TASK INSTRUCTIONS -
Extract each line of the listing below that contains the string "palm". Matches are case-sensitive.

RECORDS TO USE -
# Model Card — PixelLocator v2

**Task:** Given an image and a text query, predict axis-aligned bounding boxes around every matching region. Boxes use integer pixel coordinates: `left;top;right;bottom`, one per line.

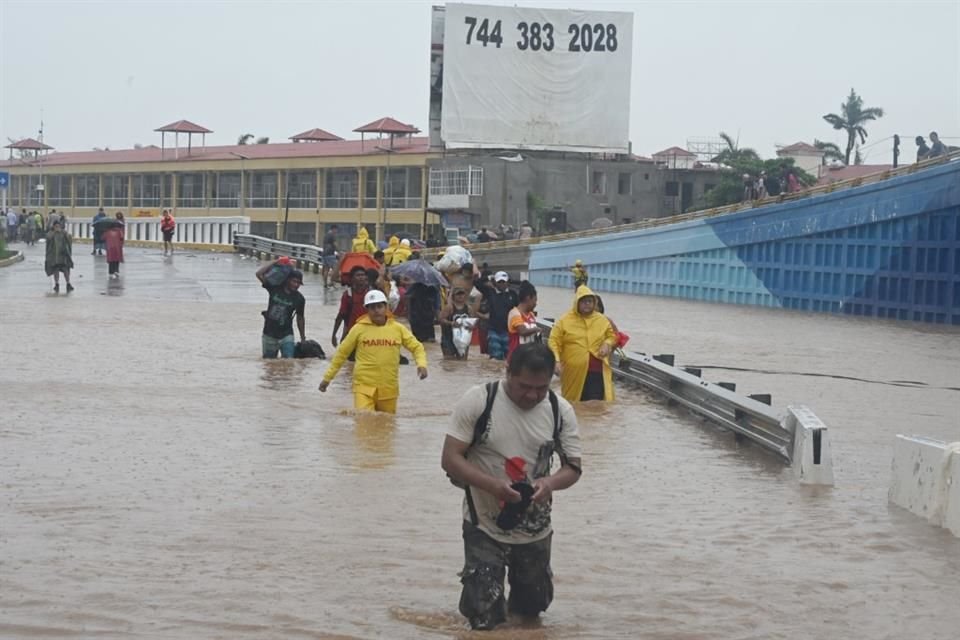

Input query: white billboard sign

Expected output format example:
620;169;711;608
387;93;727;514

441;4;633;153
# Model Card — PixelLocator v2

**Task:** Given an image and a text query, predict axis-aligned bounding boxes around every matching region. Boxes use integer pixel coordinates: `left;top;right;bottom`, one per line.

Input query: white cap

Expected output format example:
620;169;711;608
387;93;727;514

363;289;387;307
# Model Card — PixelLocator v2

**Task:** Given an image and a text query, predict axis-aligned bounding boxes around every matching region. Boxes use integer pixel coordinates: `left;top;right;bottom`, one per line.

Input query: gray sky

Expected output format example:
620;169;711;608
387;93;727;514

0;0;960;164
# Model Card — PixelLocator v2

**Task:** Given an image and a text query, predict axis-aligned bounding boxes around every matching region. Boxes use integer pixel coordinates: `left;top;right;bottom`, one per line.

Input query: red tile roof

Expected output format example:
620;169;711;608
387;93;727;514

653;147;697;158
4;138;53;151
290;129;343;142
0;136;430;167
154;120;213;133
777;142;823;155
354;118;420;133
817;164;893;185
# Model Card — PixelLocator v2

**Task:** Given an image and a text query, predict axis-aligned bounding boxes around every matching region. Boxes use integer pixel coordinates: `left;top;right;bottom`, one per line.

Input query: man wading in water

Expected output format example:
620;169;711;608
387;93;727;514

441;343;581;630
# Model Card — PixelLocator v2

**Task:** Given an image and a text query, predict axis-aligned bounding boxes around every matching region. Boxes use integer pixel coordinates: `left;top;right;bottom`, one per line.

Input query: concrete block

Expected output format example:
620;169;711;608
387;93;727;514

889;435;960;537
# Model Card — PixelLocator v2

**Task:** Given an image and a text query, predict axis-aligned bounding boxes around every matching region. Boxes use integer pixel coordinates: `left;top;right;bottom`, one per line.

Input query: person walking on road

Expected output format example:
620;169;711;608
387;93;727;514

549;287;617;402
103;211;125;280
441;343;581;630
160;209;177;256
320;224;340;289
256;260;307;358
43;220;73;293
319;289;427;413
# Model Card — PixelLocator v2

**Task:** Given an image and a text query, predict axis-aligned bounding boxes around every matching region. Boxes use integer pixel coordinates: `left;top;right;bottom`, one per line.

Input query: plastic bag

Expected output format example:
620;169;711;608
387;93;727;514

433;246;473;273
453;318;477;356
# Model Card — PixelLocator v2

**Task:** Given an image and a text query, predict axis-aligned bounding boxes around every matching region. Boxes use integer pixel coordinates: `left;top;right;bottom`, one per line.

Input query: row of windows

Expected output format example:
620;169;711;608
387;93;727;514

10;167;422;209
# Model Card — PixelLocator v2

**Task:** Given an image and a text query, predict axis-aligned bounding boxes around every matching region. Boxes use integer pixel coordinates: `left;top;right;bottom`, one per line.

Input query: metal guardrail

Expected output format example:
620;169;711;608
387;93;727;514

233;233;323;267
423;151;960;258
538;320;816;463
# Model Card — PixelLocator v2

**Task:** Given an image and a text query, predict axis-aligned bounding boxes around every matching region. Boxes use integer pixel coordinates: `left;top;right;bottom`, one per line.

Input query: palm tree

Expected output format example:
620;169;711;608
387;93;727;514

712;131;760;166
823;88;883;166
813;138;843;164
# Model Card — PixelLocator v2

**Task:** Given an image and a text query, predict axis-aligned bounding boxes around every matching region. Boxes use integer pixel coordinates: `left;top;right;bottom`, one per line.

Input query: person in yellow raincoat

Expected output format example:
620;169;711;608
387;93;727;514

549;286;617;402
320;289;427;413
350;227;377;255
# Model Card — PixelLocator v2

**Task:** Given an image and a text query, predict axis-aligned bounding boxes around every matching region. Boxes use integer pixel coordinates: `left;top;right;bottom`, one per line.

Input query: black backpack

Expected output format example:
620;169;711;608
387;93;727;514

456;380;566;526
293;340;327;359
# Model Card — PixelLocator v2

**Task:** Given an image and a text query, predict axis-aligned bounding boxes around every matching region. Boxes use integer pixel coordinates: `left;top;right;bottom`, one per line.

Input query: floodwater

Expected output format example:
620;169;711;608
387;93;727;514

0;245;960;640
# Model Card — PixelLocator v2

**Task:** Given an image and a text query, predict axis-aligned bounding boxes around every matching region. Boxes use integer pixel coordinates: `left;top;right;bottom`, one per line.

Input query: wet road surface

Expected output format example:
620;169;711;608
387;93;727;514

0;245;960;640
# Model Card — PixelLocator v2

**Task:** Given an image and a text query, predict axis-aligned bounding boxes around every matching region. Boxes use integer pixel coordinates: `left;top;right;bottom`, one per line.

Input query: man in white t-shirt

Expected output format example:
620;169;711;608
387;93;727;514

442;343;581;629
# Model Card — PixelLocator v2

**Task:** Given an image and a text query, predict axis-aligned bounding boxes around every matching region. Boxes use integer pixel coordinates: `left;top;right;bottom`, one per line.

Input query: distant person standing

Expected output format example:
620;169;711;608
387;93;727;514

320;224;340;289
255;260;307;358
90;207;107;256
913;136;930;162
43;219;73;293
927;131;947;158
103;211;125;280
160;209;177;256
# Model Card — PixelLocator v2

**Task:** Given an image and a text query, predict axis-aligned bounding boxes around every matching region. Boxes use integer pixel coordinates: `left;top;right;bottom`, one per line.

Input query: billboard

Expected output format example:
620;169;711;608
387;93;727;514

435;4;633;153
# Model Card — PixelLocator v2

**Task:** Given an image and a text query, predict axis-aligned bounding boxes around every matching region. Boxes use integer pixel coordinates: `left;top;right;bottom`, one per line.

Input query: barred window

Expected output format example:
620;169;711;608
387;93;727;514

430;166;483;196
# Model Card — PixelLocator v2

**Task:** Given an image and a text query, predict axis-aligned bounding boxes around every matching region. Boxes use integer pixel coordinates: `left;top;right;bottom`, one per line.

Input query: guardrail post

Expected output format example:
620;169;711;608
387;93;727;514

782;405;833;486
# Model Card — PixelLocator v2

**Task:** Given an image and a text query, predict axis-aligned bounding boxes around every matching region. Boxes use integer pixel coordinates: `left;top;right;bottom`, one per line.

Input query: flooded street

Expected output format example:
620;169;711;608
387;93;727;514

0;245;960;640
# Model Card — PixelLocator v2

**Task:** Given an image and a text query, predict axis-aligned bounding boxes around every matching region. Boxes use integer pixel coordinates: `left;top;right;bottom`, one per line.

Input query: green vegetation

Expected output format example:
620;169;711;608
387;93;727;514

823;89;883;166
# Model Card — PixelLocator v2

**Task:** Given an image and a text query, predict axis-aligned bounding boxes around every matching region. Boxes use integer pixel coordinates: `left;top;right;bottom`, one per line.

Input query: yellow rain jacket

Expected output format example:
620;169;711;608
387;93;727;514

383;236;400;267
549;286;617;402
350;227;377;255
323;314;427;400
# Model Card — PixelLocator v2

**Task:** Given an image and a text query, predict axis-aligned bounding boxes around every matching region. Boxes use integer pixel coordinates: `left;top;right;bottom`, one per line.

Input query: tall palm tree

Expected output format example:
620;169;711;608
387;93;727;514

813;138;843;164
823;88;883;166
713;131;760;165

RESULT OF THE TASK -
Input query: palm tree
Input query: tall palm tree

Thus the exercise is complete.